* _Given passage_:
* BEGIN *
I haven't heard a specific practice for waking. Of course I don't know that wide a knowledge.
It was a concept in a series called Conversations with God, and if you guys haven't heard of it before it was probably invented there.
Ironically thats similar to how my teacher teaches waLking meditation.
This book sounds like a potential source of trouble. It's important to distinguish carefully between the goal, method, effects and results. It sounds like this book has taken an effect of the practice as the method.
EDIT: oh I see, your saying that it's an effect of the practice to see things in such a way. Well if you practiced waking meditation often, maybe you would see all things in that light. If that were true, then what would be the difference between achieving it by sitting meditation or by waking meditation?
In other words, whatever happens during meditation, good or bad, JUST LET IT GO. Whatever happens is real for one moment only. After that, it's history.
dear me.
I like your self, think that meditation is only a tool. If something works than do it.
S9 sings, “You might take a plane, you might take a train…la/la/la, but you’ll get there just the same.”
However, I think one important thing has been said here, which I hope you won’t miss/overlook. The mental and/or physical reactions that come out of any practice ("It's a Trip") are not what you are looking for, as they are short lived at best. We are not, by doing meditation, looking for more of the same, (AKA mental stimulation).
We are trying to peek below the surface of all reactions, and find something more sustainable and permanently satisfying.
Everything that comes, sure as heck will go. What is behind, beneath, all of this commotion, this suffering that comes on the tail of pleasures, as sure as night follows day?
* END *
* _Data supplied_:
* BEGIN *
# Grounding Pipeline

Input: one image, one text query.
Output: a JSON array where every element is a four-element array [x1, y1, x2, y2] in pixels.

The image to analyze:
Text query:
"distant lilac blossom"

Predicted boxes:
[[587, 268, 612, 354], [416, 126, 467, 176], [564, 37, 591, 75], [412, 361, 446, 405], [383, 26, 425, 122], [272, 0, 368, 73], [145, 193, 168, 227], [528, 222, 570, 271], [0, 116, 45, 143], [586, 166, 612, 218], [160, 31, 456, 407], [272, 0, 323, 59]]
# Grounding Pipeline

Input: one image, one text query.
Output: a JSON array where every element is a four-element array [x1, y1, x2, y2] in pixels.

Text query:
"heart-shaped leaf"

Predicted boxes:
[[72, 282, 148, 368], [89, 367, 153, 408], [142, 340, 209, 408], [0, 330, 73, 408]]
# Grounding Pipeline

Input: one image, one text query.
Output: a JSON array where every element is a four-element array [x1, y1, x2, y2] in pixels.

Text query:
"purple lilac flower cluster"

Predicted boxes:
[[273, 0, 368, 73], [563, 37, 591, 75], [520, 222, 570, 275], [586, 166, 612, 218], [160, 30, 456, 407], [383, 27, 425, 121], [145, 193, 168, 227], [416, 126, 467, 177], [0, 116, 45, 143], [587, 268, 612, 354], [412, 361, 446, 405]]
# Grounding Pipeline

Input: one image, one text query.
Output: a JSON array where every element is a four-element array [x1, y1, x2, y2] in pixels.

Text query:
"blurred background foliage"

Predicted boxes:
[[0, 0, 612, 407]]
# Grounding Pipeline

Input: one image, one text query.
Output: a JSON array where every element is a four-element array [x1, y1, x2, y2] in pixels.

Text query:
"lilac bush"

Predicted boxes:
* END *
* _Task set_:
• A. Answer these questions using the meditation discussion:
(i) In what series did the concept of waking meditation appear?
(ii) For how long does the meditation discussion say that whatever happens during meditation is real?
(iii) What does one writer call meditation in the line beginning "I like your self"?
• B. Resume the meditation discussion from its final line.

* _Responses to the exercise_:
• A.
(i) A series called Conversations with God.
(ii) For one moment only.
(iii) Only a tool.

• B.
There is absolutely nothing that the mind can get, which it will be allowed to hold onto indefinately. And just bringing it back and back won't work either, as mental stimulation repeated and repeated soon loses its original savor.
So, that if you manage to get the greatest thing that ever existed, right in your hot little hand, then you can only go on to the fear of losing it, or being finally bored by it, or even the pain, after all of that, of continuing to living without it. Because, it will melt away, one way or another.
On that happy note I leave you. ; ^ ) Investigation closely. What never leaves you? That my friend is the Ultimate.
Warm Regards,
S9
What you've experienced doesn't count as a success, just a highly unstable effect. You have to keep the goal in mind, which is to develop a highly stable, peaceful awareness.
It is not too surprising that it had this effect. Looking at a tree and trying "see it for what it really is" is very close to a pointing-out instruction. But that is an advanced practice, and you don't yet have the attentional capacity to stabilize the effects of it. As I said, I went through a similar understanding of meditation a long time ago, and experienced a similar effect. In my case, attaching to that effect was very harmful indeed.